▶ What you need to do: According to the passage on health care price transparency, how often must group health plans verify the accuracy of their in-network directory information?

▶ Given passage:
···
Price transparency in health care has been a topic of interest for several years. The Consolidated Appropriations Act of 2021 (the CAA) continued this trend by adding numerous provisions that impact cost transparency for all group health plans. Some of these provisions are found in the No Surprises Act while others are found in a separate title on Transparency.
Requirements under No Surprises Act
For group health plan payers, including insurers and self-insured health plans, the requirements apply for plan years beginning on or after January 1, 2022. First, upon request, payers must provide an advance explanation of benefits for scheduled services at least three business days before the date of service. The EOB must include:
- the contracted rate for in-network services
- a description of how the individual can obtain in-network providers if the provider or facility is out-of-network
- a good faith estimate of the cost based on billing and diagnostic codes furnished by the provider
- the amount the group health plan is responsible for
- a good faith estimate of the cost-sharing amount the individual must pay
- a good faith estimate of the total amount the individual will have incurred toward meeting financial responsibility under the group health plan
- a disclaimer for any services that are subject to medical management
- a general disclaimer that the information is only an estimate and is subject to change
Second, group health plans must offer a price comparison tool that allows participants to compare the amount of cost-sharing that they would be responsible for paying with respect to a specific in-network service, factoring in plan year, geographic region and participating providers. This must be available by phone and on the plan’s website.
Next, group health plans must ensure that in-network directories are up-to-date by having a process to verify the accuracy of the information every 90 days and remove provider/facility information that cannot be verified. Access to the provider directory must be available both online and via phone. The plan must also establish a database on a public website that lists each provider/facility (name, address, specialty, phone number and digital contact information) that has a direct or indirect contractual relationship with plan.
···
[Natural-language descriptions of regions]
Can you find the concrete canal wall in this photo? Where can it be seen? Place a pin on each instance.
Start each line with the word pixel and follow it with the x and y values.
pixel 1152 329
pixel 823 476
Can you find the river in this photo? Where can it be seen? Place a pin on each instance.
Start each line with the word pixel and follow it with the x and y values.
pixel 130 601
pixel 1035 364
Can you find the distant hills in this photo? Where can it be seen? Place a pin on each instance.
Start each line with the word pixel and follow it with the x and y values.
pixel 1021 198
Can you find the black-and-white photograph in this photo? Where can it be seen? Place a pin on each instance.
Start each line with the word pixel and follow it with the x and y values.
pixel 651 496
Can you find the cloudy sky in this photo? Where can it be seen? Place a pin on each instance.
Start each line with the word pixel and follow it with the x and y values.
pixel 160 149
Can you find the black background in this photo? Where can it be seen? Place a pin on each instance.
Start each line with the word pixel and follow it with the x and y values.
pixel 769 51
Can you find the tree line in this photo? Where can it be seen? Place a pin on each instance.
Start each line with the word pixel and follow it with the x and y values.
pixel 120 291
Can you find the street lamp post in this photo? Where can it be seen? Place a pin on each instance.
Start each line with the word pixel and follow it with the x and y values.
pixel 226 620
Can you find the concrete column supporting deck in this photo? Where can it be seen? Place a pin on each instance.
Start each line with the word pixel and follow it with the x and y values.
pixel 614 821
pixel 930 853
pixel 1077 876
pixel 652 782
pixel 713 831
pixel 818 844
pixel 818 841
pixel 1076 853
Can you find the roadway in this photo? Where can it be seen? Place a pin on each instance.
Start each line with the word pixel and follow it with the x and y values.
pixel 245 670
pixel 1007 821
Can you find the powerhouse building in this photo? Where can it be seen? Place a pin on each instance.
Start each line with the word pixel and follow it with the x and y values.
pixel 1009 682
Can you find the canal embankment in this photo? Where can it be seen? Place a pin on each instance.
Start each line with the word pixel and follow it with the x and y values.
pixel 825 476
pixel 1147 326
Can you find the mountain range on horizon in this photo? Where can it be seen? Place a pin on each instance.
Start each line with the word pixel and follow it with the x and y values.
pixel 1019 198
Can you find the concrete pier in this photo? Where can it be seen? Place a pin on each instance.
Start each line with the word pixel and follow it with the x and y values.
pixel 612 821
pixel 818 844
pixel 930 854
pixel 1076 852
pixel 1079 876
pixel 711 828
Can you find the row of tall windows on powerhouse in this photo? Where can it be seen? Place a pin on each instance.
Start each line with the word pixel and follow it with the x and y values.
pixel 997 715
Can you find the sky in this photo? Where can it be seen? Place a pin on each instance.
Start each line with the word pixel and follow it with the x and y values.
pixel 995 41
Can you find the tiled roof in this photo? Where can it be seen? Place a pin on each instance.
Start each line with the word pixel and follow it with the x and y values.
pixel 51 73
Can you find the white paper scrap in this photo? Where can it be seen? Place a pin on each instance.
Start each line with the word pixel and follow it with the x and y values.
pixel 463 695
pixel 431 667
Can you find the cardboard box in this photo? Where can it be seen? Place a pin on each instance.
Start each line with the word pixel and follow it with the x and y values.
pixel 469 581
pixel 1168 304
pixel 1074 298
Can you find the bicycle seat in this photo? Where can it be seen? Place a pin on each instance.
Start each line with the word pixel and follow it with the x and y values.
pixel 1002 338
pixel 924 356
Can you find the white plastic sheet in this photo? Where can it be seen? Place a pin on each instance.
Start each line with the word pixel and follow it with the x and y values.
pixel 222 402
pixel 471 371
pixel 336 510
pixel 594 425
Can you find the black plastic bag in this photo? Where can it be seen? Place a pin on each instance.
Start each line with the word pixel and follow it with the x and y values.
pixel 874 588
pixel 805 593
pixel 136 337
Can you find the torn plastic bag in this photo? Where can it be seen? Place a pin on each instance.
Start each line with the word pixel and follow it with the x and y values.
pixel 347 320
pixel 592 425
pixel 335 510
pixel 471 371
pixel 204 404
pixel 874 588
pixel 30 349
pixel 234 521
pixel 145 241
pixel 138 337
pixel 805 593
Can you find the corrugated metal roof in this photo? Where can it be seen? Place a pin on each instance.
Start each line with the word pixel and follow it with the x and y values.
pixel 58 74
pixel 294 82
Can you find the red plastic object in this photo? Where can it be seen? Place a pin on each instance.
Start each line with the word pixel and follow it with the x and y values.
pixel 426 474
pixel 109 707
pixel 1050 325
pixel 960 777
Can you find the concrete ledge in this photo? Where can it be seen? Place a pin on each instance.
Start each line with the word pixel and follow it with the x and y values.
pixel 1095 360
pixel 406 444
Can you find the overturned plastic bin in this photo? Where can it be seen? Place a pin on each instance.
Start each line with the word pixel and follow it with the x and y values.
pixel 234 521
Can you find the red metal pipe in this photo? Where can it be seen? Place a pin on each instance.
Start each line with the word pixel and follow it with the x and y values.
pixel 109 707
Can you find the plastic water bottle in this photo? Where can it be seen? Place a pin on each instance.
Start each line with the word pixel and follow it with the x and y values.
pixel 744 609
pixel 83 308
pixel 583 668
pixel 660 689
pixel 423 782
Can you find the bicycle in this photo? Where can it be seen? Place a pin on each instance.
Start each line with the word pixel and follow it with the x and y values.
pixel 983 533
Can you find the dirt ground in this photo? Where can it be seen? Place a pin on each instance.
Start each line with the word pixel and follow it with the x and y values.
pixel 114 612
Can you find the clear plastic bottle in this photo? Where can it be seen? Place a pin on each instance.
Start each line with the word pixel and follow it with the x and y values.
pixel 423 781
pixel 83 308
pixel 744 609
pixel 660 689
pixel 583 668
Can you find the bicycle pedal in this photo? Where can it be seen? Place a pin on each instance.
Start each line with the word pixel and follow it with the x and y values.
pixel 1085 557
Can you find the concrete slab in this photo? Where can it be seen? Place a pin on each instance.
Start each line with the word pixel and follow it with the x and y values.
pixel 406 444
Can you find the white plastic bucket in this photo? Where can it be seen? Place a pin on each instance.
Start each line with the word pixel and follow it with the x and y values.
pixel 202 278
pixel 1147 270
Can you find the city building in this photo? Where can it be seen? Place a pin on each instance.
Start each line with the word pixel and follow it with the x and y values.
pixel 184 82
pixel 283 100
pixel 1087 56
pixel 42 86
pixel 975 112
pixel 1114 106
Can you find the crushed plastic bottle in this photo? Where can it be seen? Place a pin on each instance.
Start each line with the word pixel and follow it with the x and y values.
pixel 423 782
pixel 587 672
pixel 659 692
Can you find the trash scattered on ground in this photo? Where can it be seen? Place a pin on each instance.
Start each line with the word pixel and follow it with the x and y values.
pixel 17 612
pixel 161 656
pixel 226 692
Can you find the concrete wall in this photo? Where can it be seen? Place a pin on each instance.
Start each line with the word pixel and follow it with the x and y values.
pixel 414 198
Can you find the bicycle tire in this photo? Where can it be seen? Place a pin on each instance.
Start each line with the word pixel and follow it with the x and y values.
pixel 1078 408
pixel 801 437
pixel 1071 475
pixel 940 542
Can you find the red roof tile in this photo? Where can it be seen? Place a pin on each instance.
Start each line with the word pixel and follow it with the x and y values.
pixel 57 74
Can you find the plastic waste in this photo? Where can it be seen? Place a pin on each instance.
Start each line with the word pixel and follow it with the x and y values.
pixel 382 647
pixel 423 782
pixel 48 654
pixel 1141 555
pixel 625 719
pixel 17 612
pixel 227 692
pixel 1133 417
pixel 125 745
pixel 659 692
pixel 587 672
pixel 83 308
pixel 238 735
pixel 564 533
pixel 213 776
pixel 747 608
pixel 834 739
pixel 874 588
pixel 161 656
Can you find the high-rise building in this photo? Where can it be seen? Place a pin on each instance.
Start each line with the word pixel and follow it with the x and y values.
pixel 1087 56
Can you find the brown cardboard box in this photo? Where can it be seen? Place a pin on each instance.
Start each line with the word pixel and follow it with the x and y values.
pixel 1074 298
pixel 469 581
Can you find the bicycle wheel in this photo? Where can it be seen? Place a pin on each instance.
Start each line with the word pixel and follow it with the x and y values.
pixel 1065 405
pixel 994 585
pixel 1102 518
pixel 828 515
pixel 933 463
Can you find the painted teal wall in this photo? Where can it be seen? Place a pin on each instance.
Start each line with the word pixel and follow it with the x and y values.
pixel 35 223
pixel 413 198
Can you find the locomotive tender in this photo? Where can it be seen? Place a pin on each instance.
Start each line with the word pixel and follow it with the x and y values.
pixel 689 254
···
▶ Response area: Every 90 days.